------ Material for this exercise ------

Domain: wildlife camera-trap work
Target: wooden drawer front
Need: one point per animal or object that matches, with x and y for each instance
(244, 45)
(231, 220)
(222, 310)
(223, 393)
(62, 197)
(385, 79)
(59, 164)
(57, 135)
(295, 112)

------

= Requirement =
Please reproduce every line of the entries above, requests included, multiplying each x and y coordinate in the answer points by 1.8 and rounding to the nearest whole number, with halves rounded up.

= Task output =
Domain: wildlife camera-trap work
Target: wooden drawer front
Need: one point per animal or object that matches, with x and y for each instance
(439, 81)
(416, 396)
(400, 558)
(401, 707)
(112, 355)
(693, 142)
(106, 295)
(103, 243)
(531, 202)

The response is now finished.